Rewrite the material below as a two-column CSV with the headers instruction and response. Begin at the line that contains "Exercise. For every instance of the seat armrest" and stop after the line that contains "<point>105,215</point>", giving each text and its answer one row, each in a single quoted field with line breaks turned into spaces.

+ + + + +

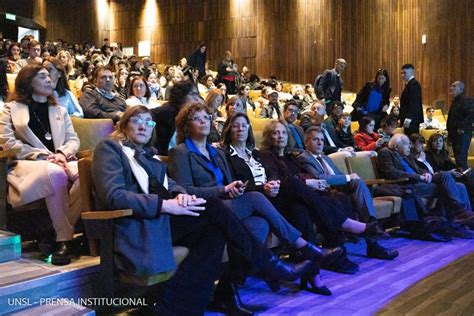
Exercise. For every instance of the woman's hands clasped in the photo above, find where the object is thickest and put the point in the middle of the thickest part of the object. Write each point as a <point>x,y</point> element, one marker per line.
<point>183,204</point>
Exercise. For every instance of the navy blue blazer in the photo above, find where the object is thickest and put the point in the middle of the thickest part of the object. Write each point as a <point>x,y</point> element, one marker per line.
<point>191,171</point>
<point>143,244</point>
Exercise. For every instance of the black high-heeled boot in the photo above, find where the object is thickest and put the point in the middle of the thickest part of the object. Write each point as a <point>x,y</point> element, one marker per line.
<point>227,300</point>
<point>309,278</point>
<point>317,255</point>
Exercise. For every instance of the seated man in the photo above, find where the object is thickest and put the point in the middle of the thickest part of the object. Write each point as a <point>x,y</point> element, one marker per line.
<point>321,166</point>
<point>100,101</point>
<point>395,162</point>
<point>315,118</point>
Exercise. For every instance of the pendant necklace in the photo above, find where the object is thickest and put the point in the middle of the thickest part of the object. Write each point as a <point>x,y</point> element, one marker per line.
<point>47,134</point>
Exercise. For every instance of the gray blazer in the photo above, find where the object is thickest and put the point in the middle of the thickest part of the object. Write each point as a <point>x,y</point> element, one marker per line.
<point>143,243</point>
<point>191,171</point>
<point>313,167</point>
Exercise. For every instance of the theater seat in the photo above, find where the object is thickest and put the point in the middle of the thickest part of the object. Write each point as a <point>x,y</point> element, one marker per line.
<point>99,227</point>
<point>91,132</point>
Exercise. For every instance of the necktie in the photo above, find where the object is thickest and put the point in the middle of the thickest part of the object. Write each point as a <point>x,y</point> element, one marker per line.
<point>323,164</point>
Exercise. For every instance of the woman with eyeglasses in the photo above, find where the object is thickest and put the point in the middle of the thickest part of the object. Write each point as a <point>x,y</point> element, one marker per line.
<point>44,167</point>
<point>61,89</point>
<point>127,174</point>
<point>373,99</point>
<point>203,171</point>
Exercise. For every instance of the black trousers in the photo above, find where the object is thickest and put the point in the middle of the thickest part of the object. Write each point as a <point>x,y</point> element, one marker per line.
<point>303,206</point>
<point>189,290</point>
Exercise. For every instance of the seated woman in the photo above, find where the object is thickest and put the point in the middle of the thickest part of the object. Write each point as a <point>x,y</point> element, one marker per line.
<point>330,212</point>
<point>44,167</point>
<point>343,131</point>
<point>126,174</point>
<point>139,93</point>
<point>373,99</point>
<point>366,138</point>
<point>61,91</point>
<point>289,195</point>
<point>203,171</point>
<point>437,156</point>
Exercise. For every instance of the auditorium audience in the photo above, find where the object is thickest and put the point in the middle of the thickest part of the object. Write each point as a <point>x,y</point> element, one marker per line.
<point>45,166</point>
<point>460,124</point>
<point>411,104</point>
<point>430,122</point>
<point>395,162</point>
<point>373,99</point>
<point>331,84</point>
<point>203,171</point>
<point>126,175</point>
<point>181,93</point>
<point>366,138</point>
<point>99,100</point>
<point>62,93</point>
<point>139,93</point>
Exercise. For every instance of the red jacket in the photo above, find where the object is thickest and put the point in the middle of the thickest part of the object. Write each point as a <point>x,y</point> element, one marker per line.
<point>366,141</point>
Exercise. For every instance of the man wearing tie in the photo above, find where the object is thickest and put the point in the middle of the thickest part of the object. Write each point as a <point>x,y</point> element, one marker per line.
<point>321,167</point>
<point>411,106</point>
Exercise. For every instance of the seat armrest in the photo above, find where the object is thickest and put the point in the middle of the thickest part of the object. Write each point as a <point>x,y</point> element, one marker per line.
<point>105,215</point>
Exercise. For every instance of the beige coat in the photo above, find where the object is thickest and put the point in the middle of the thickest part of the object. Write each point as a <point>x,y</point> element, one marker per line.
<point>28,178</point>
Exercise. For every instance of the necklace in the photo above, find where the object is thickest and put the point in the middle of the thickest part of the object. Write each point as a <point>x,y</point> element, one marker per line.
<point>47,134</point>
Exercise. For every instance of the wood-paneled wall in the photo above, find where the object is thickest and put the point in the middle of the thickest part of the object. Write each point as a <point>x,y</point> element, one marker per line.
<point>292,39</point>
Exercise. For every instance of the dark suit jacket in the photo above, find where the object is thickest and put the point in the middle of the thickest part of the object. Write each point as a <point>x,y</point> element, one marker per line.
<point>191,171</point>
<point>411,106</point>
<point>461,115</point>
<point>314,168</point>
<point>391,168</point>
<point>240,170</point>
<point>164,116</point>
<point>143,244</point>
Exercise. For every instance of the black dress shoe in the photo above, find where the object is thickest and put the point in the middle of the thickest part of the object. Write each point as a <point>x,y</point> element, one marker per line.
<point>63,254</point>
<point>227,300</point>
<point>316,254</point>
<point>342,265</point>
<point>276,269</point>
<point>376,251</point>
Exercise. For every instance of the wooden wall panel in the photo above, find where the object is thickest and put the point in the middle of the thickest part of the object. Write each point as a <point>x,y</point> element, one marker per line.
<point>294,39</point>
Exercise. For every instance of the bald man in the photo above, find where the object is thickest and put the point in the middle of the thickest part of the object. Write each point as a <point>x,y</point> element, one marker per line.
<point>460,123</point>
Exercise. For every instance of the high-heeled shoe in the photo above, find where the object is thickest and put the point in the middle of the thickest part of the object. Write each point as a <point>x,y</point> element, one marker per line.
<point>276,269</point>
<point>317,255</point>
<point>309,278</point>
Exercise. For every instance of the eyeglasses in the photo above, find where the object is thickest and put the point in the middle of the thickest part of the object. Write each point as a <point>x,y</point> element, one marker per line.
<point>137,121</point>
<point>242,126</point>
<point>206,118</point>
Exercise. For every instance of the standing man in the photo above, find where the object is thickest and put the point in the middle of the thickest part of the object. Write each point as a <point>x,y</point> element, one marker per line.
<point>411,108</point>
<point>330,87</point>
<point>460,123</point>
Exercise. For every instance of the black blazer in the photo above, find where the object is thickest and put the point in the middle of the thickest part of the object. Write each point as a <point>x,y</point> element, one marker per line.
<point>191,171</point>
<point>164,116</point>
<point>391,168</point>
<point>240,170</point>
<point>411,106</point>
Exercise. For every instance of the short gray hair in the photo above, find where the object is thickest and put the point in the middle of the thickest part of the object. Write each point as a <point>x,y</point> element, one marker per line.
<point>397,139</point>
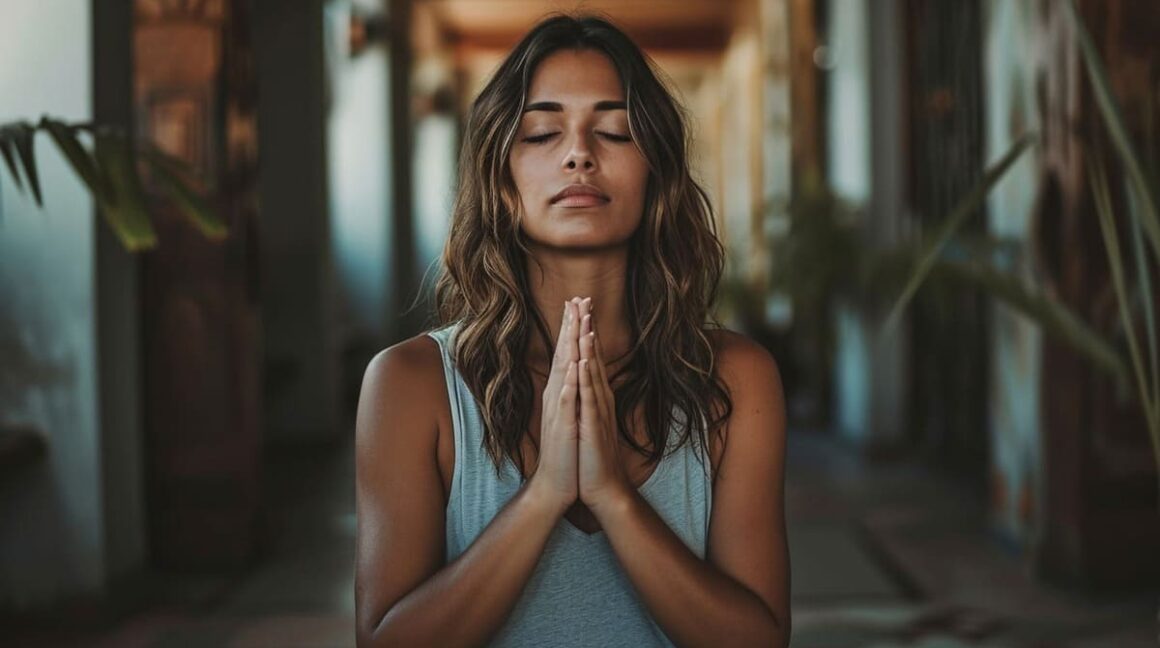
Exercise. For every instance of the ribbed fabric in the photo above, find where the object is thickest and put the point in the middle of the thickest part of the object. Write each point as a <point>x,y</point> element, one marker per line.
<point>578,594</point>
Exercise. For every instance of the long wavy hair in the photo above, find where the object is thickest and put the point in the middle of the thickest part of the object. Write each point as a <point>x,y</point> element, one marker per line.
<point>674,264</point>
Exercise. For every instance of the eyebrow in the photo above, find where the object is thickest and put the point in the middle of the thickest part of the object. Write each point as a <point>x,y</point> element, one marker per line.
<point>556,107</point>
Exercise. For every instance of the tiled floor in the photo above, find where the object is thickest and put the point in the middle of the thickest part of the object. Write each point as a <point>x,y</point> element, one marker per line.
<point>882,557</point>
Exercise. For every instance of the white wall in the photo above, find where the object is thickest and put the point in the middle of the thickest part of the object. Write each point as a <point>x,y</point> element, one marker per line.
<point>51,516</point>
<point>360,176</point>
<point>1010,58</point>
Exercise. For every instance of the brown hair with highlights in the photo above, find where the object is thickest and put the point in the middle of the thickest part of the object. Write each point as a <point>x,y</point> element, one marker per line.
<point>675,260</point>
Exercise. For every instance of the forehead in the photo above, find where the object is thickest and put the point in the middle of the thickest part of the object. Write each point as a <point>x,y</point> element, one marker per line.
<point>580,77</point>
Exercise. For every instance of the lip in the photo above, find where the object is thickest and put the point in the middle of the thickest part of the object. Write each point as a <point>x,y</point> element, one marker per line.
<point>579,196</point>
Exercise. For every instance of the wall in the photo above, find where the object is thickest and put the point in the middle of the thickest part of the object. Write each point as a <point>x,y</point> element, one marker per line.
<point>865,130</point>
<point>359,157</point>
<point>301,394</point>
<point>51,518</point>
<point>1009,63</point>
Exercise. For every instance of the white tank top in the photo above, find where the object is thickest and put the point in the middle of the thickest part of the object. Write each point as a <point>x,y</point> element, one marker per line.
<point>578,594</point>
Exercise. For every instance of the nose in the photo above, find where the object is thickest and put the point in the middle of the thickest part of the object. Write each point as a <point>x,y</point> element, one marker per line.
<point>579,155</point>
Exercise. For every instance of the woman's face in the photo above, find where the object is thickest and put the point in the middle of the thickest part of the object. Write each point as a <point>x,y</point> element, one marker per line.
<point>581,179</point>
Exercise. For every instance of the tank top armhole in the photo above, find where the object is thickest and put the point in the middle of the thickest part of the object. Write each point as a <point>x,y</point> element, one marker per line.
<point>442,337</point>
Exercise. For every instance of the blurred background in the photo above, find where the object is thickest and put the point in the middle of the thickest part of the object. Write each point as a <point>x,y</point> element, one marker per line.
<point>940,216</point>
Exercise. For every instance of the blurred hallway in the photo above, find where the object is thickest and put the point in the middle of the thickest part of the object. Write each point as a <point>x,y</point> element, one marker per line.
<point>174,421</point>
<point>884,554</point>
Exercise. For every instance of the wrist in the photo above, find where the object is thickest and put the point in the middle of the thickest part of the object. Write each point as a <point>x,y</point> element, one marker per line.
<point>613,505</point>
<point>544,499</point>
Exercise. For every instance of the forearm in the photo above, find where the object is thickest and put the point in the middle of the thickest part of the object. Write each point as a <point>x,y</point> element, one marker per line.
<point>693,602</point>
<point>468,601</point>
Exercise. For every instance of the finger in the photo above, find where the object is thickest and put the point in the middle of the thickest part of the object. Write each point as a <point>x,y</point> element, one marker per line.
<point>588,412</point>
<point>586,350</point>
<point>559,358</point>
<point>574,330</point>
<point>568,393</point>
<point>606,386</point>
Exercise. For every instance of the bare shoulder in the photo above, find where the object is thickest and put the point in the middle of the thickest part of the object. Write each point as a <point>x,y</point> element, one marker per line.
<point>746,368</point>
<point>404,380</point>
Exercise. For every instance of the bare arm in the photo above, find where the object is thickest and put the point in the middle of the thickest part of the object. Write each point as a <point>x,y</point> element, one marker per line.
<point>740,592</point>
<point>405,595</point>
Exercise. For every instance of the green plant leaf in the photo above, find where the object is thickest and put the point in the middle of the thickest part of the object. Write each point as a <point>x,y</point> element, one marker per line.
<point>125,210</point>
<point>1055,318</point>
<point>1101,194</point>
<point>78,158</point>
<point>952,221</point>
<point>1114,122</point>
<point>8,150</point>
<point>1144,283</point>
<point>188,201</point>
<point>22,137</point>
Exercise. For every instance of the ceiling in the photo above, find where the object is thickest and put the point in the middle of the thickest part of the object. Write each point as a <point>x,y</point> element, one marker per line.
<point>654,24</point>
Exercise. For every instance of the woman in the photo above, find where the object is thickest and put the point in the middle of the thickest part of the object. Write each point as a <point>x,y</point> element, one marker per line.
<point>575,458</point>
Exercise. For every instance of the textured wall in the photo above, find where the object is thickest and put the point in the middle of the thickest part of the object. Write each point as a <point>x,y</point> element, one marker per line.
<point>51,529</point>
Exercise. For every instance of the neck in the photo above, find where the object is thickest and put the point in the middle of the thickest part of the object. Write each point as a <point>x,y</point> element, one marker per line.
<point>556,277</point>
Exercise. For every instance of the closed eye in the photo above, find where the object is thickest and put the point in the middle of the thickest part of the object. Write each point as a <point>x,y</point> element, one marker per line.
<point>539,138</point>
<point>615,137</point>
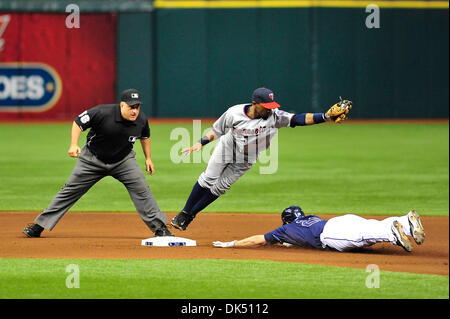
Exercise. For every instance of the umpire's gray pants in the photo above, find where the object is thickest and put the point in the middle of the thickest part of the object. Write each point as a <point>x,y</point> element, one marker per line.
<point>88,171</point>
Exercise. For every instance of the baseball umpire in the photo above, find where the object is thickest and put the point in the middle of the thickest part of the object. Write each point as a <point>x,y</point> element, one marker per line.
<point>244,130</point>
<point>114,128</point>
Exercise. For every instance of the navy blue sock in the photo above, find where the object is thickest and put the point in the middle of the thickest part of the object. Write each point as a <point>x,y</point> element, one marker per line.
<point>196,194</point>
<point>207,199</point>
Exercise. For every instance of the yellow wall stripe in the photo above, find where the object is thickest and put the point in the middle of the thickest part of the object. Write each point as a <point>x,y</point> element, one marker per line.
<point>168,4</point>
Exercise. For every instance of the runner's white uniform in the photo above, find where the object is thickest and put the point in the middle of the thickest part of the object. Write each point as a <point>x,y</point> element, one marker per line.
<point>241,140</point>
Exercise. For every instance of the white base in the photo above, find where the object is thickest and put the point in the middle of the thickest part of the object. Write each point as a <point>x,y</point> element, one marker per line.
<point>168,241</point>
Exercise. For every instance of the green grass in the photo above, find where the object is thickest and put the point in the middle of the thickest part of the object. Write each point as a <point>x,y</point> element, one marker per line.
<point>206,279</point>
<point>380,169</point>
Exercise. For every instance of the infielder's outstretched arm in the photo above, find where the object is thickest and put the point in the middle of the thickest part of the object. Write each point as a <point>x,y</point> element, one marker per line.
<point>74,149</point>
<point>255,240</point>
<point>209,137</point>
<point>337,113</point>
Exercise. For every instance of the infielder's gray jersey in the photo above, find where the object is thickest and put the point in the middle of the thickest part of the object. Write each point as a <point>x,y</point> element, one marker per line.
<point>243,137</point>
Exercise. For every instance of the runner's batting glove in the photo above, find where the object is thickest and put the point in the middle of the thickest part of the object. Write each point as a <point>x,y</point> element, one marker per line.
<point>338,112</point>
<point>224,244</point>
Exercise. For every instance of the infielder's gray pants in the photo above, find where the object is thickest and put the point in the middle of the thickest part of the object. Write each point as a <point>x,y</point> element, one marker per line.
<point>89,170</point>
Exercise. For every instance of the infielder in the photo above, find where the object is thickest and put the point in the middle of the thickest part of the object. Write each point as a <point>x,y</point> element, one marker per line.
<point>244,130</point>
<point>108,152</point>
<point>342,233</point>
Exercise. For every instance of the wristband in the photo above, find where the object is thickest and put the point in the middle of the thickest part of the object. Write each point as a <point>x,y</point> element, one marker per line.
<point>204,140</point>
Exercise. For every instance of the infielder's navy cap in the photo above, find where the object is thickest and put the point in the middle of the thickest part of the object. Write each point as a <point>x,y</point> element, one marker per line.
<point>265,97</point>
<point>131,97</point>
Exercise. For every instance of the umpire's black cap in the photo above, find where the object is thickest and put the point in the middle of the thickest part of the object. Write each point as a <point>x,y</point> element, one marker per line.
<point>131,97</point>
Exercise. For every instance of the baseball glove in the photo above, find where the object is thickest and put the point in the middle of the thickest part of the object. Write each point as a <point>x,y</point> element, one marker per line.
<point>338,112</point>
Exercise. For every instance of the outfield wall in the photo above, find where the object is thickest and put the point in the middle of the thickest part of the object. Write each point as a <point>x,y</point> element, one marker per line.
<point>195,58</point>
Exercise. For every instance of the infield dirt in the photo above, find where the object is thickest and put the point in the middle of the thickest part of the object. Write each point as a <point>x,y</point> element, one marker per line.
<point>118,236</point>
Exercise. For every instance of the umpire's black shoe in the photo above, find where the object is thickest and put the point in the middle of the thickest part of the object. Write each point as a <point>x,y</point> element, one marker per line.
<point>182,220</point>
<point>33,230</point>
<point>163,231</point>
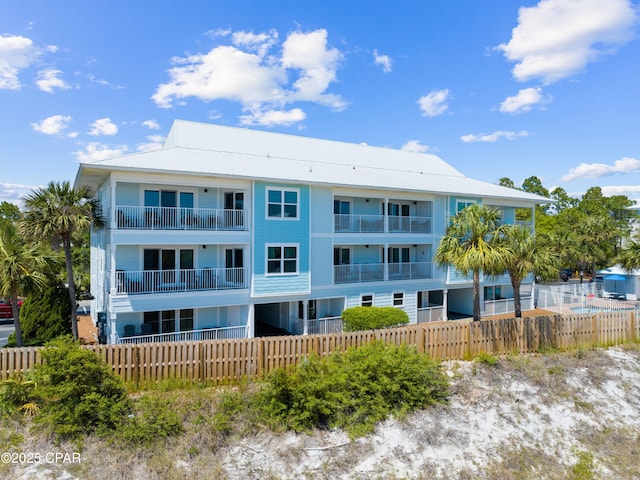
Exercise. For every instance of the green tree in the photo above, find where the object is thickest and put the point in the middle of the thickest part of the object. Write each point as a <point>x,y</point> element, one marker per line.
<point>23,270</point>
<point>45,316</point>
<point>471,244</point>
<point>525,257</point>
<point>61,214</point>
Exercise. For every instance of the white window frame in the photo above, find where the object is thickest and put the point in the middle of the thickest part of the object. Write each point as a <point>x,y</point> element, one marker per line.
<point>393,299</point>
<point>282,259</point>
<point>362,302</point>
<point>466,203</point>
<point>283,204</point>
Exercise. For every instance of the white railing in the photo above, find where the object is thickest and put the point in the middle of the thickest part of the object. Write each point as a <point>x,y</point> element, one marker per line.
<point>223,333</point>
<point>505,305</point>
<point>358,223</point>
<point>172,218</point>
<point>375,224</point>
<point>188,280</point>
<point>375,272</point>
<point>356,273</point>
<point>410,270</point>
<point>430,314</point>
<point>324,325</point>
<point>565,300</point>
<point>410,224</point>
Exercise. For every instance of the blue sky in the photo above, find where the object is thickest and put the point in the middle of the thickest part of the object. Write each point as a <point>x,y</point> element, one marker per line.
<point>496,88</point>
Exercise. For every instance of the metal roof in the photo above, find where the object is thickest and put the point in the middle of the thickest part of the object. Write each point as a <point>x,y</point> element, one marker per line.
<point>218,151</point>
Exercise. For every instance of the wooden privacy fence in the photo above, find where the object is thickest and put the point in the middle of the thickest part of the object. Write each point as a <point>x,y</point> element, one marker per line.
<point>221,361</point>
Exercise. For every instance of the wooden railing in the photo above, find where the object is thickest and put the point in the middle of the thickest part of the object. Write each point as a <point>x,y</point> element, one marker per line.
<point>221,361</point>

+ + + + +

◆ Answer below ◆
instruction,response
"Exercise. For every instance of the seat armrest in the photo above, find where the object is thickest and put the point in the middle of the thickest part of the object. Write each point as a <point>x,y</point> element, one marker per line.","<point>105,215</point>"